BRIEF
Below are some entries; can you quote all of them exactly?
== DATA FOR PROCESSING
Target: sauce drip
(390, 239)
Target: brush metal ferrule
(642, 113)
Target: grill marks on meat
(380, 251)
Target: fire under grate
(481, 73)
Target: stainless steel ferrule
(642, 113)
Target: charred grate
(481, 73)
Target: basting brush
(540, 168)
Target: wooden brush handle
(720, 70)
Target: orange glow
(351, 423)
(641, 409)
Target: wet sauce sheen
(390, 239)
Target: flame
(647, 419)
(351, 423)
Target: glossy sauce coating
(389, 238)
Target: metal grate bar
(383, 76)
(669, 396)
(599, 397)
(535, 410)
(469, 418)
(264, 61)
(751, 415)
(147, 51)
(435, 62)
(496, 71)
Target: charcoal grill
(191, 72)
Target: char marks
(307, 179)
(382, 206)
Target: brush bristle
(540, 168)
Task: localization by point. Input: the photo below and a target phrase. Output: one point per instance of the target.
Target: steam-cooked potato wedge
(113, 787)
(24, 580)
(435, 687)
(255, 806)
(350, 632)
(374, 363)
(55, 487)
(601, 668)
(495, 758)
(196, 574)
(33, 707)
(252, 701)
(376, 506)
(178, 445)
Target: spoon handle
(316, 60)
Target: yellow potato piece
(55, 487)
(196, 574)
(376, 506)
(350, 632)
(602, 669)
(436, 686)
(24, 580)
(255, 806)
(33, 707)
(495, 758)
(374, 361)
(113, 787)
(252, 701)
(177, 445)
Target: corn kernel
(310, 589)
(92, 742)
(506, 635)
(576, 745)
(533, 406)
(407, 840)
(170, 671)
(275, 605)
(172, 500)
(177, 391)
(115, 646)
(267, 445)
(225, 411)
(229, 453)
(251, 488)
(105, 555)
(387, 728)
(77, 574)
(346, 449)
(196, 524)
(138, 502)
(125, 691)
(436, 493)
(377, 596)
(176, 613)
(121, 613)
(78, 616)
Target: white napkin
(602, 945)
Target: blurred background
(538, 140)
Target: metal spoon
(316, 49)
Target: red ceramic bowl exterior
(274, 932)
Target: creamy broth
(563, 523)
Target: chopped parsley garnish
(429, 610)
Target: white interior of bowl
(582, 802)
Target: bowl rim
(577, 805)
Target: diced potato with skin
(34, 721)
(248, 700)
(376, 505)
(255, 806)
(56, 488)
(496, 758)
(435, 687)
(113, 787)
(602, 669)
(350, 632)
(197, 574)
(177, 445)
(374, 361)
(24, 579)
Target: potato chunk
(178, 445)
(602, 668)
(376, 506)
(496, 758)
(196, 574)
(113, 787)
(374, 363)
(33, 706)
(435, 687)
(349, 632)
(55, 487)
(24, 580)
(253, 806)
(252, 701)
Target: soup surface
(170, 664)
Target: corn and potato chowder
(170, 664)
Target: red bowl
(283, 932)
====
RESULT
Target: sauce drip
(390, 239)
Target: brush metal ferrule
(642, 113)
Target: grill marks on meat
(380, 251)
Target: fire under grate
(481, 73)
Target: stainless steel ferrule
(642, 113)
Target: charred grate
(481, 73)
Target: basting brush
(540, 168)
Target: wooden brush handle
(720, 70)
Target: orange glow
(351, 423)
(641, 409)
Target: wet sauce sheen
(390, 239)
Target: flame
(647, 419)
(351, 423)
Target: glossy sauce coating
(389, 238)
Target: metal grate bar
(383, 76)
(669, 396)
(599, 397)
(535, 410)
(469, 418)
(264, 61)
(751, 415)
(147, 51)
(435, 62)
(496, 71)
Target: charcoal grill
(191, 72)
Target: char marks
(307, 179)
(382, 206)
Target: brush bristle
(540, 168)
Task: localization by point. Input: the photo below and a target phrase. Output: one point per instance of the target.
Target: steam-cooked potato wedge
(113, 787)
(24, 580)
(435, 687)
(255, 806)
(350, 632)
(374, 363)
(55, 487)
(601, 668)
(495, 758)
(196, 574)
(33, 707)
(252, 701)
(376, 506)
(178, 445)
Target: spoon handle
(316, 60)
Target: yellow potato piece
(55, 487)
(196, 574)
(376, 506)
(350, 632)
(602, 669)
(436, 686)
(24, 580)
(255, 806)
(33, 707)
(495, 758)
(374, 361)
(113, 787)
(252, 701)
(177, 445)
Target: corn kernel
(310, 589)
(92, 742)
(506, 635)
(576, 745)
(533, 406)
(407, 840)
(170, 671)
(275, 605)
(172, 500)
(177, 391)
(115, 646)
(267, 445)
(225, 411)
(229, 453)
(251, 488)
(105, 555)
(387, 728)
(77, 574)
(346, 449)
(196, 524)
(138, 502)
(125, 691)
(436, 493)
(377, 596)
(176, 613)
(121, 613)
(78, 616)
Target: white napkin
(602, 945)
Target: blurred background
(538, 140)
Target: metal spoon
(316, 49)
Target: red ceramic bowl exterior
(274, 932)
Target: creamy broth
(563, 523)
Target: chopped parsley garnish
(429, 610)
Target: white interior of bowl
(582, 802)
Target: bowl rim
(577, 805)
Target: diced potato with skin
(34, 721)
(248, 700)
(376, 505)
(255, 806)
(56, 488)
(496, 758)
(435, 687)
(113, 787)
(602, 669)
(350, 632)
(197, 574)
(177, 445)
(374, 361)
(24, 579)
Target: potato chunk
(178, 445)
(602, 668)
(376, 506)
(496, 758)
(196, 574)
(113, 787)
(374, 363)
(33, 706)
(435, 687)
(349, 632)
(55, 487)
(24, 580)
(253, 806)
(252, 701)
Target: soup surface
(170, 664)
Target: corn and potato chowder
(170, 664)
Target: red bowl
(283, 932)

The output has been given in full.